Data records
_ _ _ _

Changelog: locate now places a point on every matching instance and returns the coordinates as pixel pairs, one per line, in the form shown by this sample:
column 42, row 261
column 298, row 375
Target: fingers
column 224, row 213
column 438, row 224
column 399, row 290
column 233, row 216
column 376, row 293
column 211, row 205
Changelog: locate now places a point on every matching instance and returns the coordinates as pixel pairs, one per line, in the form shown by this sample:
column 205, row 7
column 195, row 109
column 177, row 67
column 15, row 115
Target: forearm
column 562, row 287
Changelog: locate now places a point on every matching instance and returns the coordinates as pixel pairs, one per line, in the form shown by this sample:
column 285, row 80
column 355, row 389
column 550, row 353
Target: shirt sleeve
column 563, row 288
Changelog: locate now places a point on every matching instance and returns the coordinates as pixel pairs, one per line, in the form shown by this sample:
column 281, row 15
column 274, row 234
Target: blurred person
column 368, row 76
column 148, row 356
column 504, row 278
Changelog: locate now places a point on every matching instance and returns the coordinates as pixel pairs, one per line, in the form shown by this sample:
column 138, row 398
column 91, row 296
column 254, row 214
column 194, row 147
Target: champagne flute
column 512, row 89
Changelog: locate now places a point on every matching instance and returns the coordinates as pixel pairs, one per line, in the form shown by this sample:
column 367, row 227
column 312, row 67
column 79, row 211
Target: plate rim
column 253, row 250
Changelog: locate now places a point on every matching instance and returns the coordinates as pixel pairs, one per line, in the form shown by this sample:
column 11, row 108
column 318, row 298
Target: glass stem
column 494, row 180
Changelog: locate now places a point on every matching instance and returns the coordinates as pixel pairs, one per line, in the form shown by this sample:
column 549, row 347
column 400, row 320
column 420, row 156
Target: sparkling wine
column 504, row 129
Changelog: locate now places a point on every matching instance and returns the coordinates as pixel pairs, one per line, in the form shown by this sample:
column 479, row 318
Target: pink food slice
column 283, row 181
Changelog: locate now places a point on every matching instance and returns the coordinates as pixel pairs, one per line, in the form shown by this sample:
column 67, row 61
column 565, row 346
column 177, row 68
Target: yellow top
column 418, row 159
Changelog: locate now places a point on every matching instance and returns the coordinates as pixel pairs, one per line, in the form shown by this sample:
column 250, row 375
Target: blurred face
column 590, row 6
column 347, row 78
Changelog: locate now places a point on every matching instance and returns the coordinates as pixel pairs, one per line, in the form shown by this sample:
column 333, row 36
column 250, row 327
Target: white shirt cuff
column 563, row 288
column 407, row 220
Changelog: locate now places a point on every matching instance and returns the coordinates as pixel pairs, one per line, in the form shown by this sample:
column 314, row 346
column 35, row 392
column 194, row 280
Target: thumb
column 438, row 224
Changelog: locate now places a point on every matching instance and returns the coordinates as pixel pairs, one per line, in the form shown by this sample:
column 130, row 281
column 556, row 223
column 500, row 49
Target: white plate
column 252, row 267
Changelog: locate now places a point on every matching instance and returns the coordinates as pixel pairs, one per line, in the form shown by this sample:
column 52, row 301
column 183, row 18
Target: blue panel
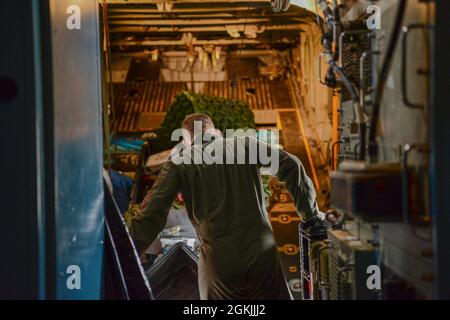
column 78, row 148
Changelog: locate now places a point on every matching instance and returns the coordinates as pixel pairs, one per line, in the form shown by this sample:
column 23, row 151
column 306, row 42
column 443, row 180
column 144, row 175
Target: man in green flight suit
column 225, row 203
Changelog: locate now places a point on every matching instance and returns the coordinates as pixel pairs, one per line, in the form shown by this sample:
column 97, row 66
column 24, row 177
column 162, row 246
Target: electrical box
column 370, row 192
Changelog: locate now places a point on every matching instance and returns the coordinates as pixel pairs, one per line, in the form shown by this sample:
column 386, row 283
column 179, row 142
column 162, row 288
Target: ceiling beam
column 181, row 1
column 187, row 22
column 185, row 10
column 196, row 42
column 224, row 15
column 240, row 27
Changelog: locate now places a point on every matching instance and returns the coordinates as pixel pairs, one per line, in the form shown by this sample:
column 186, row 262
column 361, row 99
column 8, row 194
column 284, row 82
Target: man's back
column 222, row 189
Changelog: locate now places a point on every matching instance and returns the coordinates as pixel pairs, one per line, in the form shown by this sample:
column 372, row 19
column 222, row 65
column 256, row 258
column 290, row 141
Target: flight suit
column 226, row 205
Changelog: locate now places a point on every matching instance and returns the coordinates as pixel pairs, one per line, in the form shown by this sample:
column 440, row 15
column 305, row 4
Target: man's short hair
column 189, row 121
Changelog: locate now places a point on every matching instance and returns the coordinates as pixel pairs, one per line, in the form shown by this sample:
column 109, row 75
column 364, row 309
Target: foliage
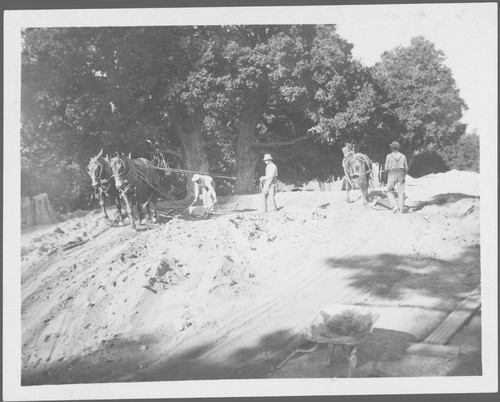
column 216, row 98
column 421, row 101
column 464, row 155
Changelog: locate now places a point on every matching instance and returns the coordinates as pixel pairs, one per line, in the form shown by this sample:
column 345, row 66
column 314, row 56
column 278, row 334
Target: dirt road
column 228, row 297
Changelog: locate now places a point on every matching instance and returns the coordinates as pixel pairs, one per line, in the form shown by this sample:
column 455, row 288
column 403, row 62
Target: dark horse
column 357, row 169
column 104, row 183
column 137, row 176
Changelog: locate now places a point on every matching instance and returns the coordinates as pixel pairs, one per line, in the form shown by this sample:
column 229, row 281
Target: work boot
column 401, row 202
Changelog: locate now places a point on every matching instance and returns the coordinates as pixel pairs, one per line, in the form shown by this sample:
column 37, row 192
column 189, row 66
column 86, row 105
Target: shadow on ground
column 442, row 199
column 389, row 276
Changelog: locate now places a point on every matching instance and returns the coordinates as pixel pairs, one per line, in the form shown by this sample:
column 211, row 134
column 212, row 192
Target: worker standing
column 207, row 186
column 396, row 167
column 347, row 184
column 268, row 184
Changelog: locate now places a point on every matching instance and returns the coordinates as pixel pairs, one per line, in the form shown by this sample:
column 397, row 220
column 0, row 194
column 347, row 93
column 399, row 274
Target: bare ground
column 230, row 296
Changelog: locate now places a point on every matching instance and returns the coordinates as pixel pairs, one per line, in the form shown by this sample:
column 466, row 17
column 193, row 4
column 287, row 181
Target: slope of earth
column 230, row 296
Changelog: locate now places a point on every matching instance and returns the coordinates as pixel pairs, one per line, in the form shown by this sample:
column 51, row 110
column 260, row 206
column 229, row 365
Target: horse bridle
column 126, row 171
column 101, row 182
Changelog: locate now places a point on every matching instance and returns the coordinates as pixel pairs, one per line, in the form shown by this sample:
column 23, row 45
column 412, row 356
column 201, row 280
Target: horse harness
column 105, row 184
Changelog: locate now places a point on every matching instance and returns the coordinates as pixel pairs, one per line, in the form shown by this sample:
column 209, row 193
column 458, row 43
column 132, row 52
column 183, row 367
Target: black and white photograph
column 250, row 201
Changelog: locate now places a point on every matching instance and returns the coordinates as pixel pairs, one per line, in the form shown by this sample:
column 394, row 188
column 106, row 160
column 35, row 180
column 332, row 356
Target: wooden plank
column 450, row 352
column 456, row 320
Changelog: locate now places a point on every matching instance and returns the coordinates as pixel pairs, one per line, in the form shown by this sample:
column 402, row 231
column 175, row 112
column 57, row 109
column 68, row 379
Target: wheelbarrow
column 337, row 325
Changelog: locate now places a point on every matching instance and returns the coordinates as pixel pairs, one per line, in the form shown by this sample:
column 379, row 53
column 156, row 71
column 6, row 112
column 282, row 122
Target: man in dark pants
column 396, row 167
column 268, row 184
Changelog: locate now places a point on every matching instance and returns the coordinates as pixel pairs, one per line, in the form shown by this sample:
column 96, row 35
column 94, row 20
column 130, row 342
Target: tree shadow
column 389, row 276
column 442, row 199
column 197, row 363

_ _ _ _

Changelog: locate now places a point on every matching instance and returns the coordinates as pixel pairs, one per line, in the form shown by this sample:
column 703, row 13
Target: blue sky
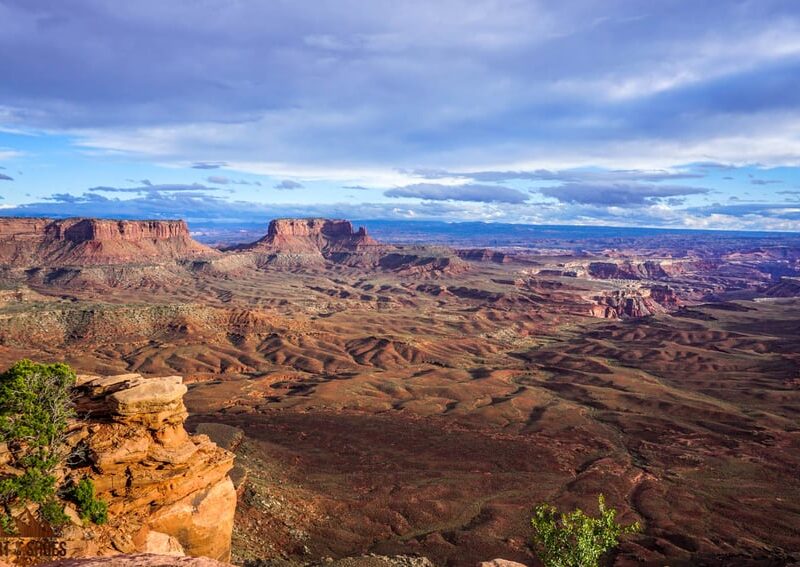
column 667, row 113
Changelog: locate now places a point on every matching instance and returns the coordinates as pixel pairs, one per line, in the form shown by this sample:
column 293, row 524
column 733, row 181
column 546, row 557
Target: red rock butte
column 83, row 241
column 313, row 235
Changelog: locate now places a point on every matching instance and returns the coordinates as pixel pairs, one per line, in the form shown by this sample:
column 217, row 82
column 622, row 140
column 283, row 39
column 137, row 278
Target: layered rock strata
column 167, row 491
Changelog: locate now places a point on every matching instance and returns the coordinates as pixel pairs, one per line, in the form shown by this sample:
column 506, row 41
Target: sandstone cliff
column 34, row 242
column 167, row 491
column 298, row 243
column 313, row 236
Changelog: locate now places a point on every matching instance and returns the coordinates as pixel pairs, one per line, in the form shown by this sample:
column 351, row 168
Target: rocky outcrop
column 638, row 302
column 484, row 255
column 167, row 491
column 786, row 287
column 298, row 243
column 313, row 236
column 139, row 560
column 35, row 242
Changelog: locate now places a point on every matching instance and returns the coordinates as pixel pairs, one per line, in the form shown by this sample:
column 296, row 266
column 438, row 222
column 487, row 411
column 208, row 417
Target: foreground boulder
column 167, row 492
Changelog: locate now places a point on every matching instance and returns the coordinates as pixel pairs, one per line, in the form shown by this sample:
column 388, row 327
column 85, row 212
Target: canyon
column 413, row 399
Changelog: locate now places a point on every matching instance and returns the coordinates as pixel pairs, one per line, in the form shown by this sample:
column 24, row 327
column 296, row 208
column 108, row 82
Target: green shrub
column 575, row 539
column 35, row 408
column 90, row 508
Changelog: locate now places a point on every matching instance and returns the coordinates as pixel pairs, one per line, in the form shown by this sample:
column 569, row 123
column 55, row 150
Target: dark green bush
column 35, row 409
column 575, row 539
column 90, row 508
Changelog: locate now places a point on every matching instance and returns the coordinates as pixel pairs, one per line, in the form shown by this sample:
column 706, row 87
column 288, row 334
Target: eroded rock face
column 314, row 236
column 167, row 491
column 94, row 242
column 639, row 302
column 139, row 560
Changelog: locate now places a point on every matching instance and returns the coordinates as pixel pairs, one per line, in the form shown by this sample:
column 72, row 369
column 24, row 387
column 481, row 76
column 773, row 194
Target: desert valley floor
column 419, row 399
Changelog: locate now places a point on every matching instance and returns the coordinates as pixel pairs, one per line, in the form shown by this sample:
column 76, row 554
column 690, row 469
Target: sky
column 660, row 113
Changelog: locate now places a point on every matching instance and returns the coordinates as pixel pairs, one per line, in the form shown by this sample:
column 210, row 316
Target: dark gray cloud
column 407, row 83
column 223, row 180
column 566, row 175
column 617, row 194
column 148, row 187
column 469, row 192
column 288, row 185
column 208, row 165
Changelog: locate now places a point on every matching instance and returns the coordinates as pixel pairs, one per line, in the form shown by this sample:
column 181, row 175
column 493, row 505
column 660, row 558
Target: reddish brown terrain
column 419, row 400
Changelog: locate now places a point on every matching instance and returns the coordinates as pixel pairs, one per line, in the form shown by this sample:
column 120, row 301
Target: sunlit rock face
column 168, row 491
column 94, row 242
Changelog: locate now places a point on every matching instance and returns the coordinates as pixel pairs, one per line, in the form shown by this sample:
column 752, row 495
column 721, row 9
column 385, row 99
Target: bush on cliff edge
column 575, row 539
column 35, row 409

_ _ _ _

▶ WHAT IS EXPECTED: Count the lines in the records above that contain the string "horse", treating uppercase and lowercase as different. Reply with the number only.

▶ EXERCISE ANSWER: 3